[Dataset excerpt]
***
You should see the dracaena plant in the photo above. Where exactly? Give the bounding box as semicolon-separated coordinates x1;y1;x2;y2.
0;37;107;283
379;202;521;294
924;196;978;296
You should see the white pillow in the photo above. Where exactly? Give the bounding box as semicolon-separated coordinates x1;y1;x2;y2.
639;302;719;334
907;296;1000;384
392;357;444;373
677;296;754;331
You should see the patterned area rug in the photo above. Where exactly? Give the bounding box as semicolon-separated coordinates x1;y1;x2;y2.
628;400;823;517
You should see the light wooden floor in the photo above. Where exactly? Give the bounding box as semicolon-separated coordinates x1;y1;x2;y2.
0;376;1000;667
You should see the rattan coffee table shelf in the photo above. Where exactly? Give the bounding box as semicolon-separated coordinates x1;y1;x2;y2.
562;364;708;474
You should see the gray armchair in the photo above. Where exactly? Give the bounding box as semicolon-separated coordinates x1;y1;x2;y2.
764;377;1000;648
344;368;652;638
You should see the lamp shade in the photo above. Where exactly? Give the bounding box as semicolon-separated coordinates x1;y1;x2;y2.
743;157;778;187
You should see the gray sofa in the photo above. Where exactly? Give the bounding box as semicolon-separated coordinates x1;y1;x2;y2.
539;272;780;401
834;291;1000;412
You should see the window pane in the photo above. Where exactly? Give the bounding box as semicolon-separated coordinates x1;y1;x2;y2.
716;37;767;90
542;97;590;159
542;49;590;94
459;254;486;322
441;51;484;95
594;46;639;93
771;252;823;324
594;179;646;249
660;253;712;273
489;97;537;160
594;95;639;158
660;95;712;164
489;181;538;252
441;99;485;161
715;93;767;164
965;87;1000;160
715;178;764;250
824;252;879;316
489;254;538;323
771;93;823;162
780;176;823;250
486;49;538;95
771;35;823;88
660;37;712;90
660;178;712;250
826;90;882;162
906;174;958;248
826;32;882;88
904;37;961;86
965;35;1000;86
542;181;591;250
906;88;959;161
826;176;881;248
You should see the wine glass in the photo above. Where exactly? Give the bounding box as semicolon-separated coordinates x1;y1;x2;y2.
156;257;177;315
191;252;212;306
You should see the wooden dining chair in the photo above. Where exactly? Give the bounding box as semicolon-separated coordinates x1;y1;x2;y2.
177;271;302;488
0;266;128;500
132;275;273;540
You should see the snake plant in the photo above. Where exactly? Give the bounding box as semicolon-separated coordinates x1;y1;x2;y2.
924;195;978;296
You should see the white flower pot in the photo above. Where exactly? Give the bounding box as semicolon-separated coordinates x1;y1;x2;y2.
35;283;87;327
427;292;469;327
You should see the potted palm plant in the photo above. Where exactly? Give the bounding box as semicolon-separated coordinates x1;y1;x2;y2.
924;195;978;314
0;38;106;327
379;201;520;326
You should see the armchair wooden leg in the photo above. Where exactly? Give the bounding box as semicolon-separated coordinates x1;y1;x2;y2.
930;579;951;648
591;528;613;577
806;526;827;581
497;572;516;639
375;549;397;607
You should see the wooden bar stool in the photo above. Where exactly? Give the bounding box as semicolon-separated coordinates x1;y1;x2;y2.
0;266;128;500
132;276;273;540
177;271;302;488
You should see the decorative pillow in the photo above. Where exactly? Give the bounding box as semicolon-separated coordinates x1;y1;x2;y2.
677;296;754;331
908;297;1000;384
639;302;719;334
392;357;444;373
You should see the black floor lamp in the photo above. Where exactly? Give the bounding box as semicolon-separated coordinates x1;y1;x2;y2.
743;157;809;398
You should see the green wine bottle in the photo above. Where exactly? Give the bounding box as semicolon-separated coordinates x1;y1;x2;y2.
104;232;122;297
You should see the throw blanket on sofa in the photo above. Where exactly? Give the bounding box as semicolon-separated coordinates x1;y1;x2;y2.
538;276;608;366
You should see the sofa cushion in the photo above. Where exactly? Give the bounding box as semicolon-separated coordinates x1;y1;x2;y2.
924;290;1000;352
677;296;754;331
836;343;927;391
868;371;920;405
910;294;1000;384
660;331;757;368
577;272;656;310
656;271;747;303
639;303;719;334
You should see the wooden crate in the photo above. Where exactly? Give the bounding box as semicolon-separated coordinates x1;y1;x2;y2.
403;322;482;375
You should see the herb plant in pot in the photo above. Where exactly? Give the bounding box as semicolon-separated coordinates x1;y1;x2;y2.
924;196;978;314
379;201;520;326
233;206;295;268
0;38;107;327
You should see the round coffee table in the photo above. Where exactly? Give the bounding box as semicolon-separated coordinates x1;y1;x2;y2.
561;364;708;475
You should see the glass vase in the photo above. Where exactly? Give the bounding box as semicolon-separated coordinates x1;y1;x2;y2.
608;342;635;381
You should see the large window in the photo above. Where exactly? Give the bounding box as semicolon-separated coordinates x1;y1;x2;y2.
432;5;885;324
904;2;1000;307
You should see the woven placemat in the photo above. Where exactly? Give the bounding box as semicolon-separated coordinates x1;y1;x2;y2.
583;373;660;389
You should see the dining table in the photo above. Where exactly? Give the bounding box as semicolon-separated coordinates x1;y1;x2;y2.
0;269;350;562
***
Stated problem
Update the rows above by changing every "Where exactly?" to "Where is it?" and leaving everything else untouched.

Problem solution
You should see the dracaena plant in the photo above. Where is it? Give the bounding box as semicolon-separated coordinates x1;y1;x2;y2.
0;37;107;283
379;202;521;294
924;196;978;296
You should see the white pillow in the photo above. Where is it? Give the bounding box as semicolon-separated coordinates x1;y1;x2;y2.
639;302;719;334
907;296;1000;384
392;357;444;373
677;296;754;331
You should see the patterned area rug in the photo above. Where is it? Give the bounding box as semicolon-separated coordinates x1;y1;x2;y2.
628;400;823;517
You should see the light wooden floor in the photo above. Where is it? Give the bounding box as semicolon-separated coordinates x1;y1;x2;y2.
0;376;1000;667
You should see the rattan coffee table shelf in the photo above. Where is it? Give the bounding box as semicolon-separated coordinates x1;y1;x2;y2.
562;364;708;474
You should see the gray armchair in the photo above. Where is it? Give the bounding box as semicolon-separated coordinates x1;y1;x2;y2.
764;377;1000;648
344;368;652;638
You should see the lamp shade in the photo above. Where is it? Give the bounding box as semicolon-separated coordinates x1;y1;x2;y2.
743;157;778;187
You should see the gray sofa in the photo above. Where is it? Give the bounding box as semicolon-separated coordinates x1;y1;x2;y2.
539;272;780;401
834;291;1000;412
You should see the window pane in the photo above. Where is it? Give the bounding box as semicolon-separated coordinates x1;y1;x2;y2.
716;37;767;90
542;97;590;159
542;49;590;94
459;254;486;322
441;51;484;95
594;46;639;93
771;252;823;324
594;179;646;249
660;253;712;273
489;97;537;160
594;95;639;158
660;95;712;164
489;181;538;252
441;99;485;161
715;93;767;164
965;87;1000;160
715;178;764;250
824;252;879;316
489;254;538;323
771;93;823;162
780;176;823;250
486;49;538;95
771;35;823;88
660;37;712;90
660;178;712;250
826;90;882;162
906;174;958;248
826;32;882;88
904;37;961;86
965;35;1000;86
542;181;591;250
906;88;959;161
826;176;881;248
You should see the wine glass in the photo above. Where is it? Give the bounding box as semicolon-separated coordinates x1;y1;x2;y2.
156;257;177;315
191;252;212;306
You should see the wooden dining chair in the photo above. Where is it? Give the bounding box as semicolon-separated coordinates x1;y1;x2;y2.
177;271;302;488
0;266;128;500
132;275;273;540
You should see the snake plant in the photo above. Where is it? Give the bounding box as semicolon-separated coordinates x1;y1;x2;y2.
924;195;978;296
You should see the white flower pot in the photo above. Where is it? Give the bounding box as semicolon-separated coordinates x1;y1;x2;y2.
35;283;87;327
427;292;469;327
You should see the potted palm plant in the photo above. Where is it? Give the bounding box as semicolon-separated coordinates x1;y1;x2;y2.
924;195;978;314
0;38;106;327
379;201;520;326
You should see the armchair wooden leg in the photo above. Where is it? Give the bounding box as semicolon-separated coordinates x1;y1;x2;y2.
930;579;951;648
591;528;613;577
806;526;827;581
497;572;516;639
375;549;397;607
You should see the wooden bar stool in the photo above. Where is it? Give the bounding box as semicolon-separated coordinates x1;y1;x2;y2.
0;266;128;500
132;276;273;540
177;271;302;488
You should see the decorative pillow in the photo above. Where is it? Give the bounding box as semicolon-separated coordinates x1;y1;x2;y2.
677;296;754;331
908;297;1000;384
639;302;719;334
392;357;444;373
You should see the black floor lamp in the photo above. Where is it? Give the bounding box as semicolon-separated coordinates x1;y1;x2;y2.
743;157;809;398
You should see the green wine bottle in the photo above. Where is it? Give the bounding box as semicolon-separated coordinates x1;y1;x2;y2.
104;232;122;297
You should see the throw blanket on sofa in the photo above. Where is it? Give the bounding box as semicolon-separated coordinates x1;y1;x2;y2.
538;276;608;366
You should see the sofa cushion in the photo above. Where is it? Give the bounding box as semicolon-separated coordinates x1;y1;x2;y2.
924;290;1000;352
677;296;754;331
836;343;927;391
868;371;920;405
910;294;1000;384
660;331;757;368
577;272;656;310
656;271;747;303
639;303;719;334
You should see the wooden crate in the photo above. Where is it? Give the bounding box as semicolon-separated coordinates x1;y1;x2;y2.
403;322;482;375
You should see the herb plant in pot in the photo above. Where is it? Give the bounding box as semicolon-separated coordinates x1;y1;x2;y2.
924;196;978;314
379;201;520;326
233;206;295;268
0;38;107;327
You should see the round coffee table in the photo above. Where is it? Give the bounding box as semicolon-separated coordinates x1;y1;x2;y2.
561;364;708;475
You should see the glass vase in the photo above. Where is it? Give the bounding box as semicolon-separated coordinates x1;y1;x2;y2.
608;342;635;381
You should see the large window in the photo above. Where is it? Give the bounding box as semicolon-separated coordinates x1;y1;x2;y2.
432;5;885;324
904;2;1000;307
You should see the woven placemat in the photo above. Where is it? Give the bounding box as semicolon-separated coordinates x1;y1;x2;y2.
583;373;660;389
You should see the dining table in the photo above. Where is it? Give the bounding box as semicolon-separated coordinates x1;y1;x2;y2.
0;269;350;562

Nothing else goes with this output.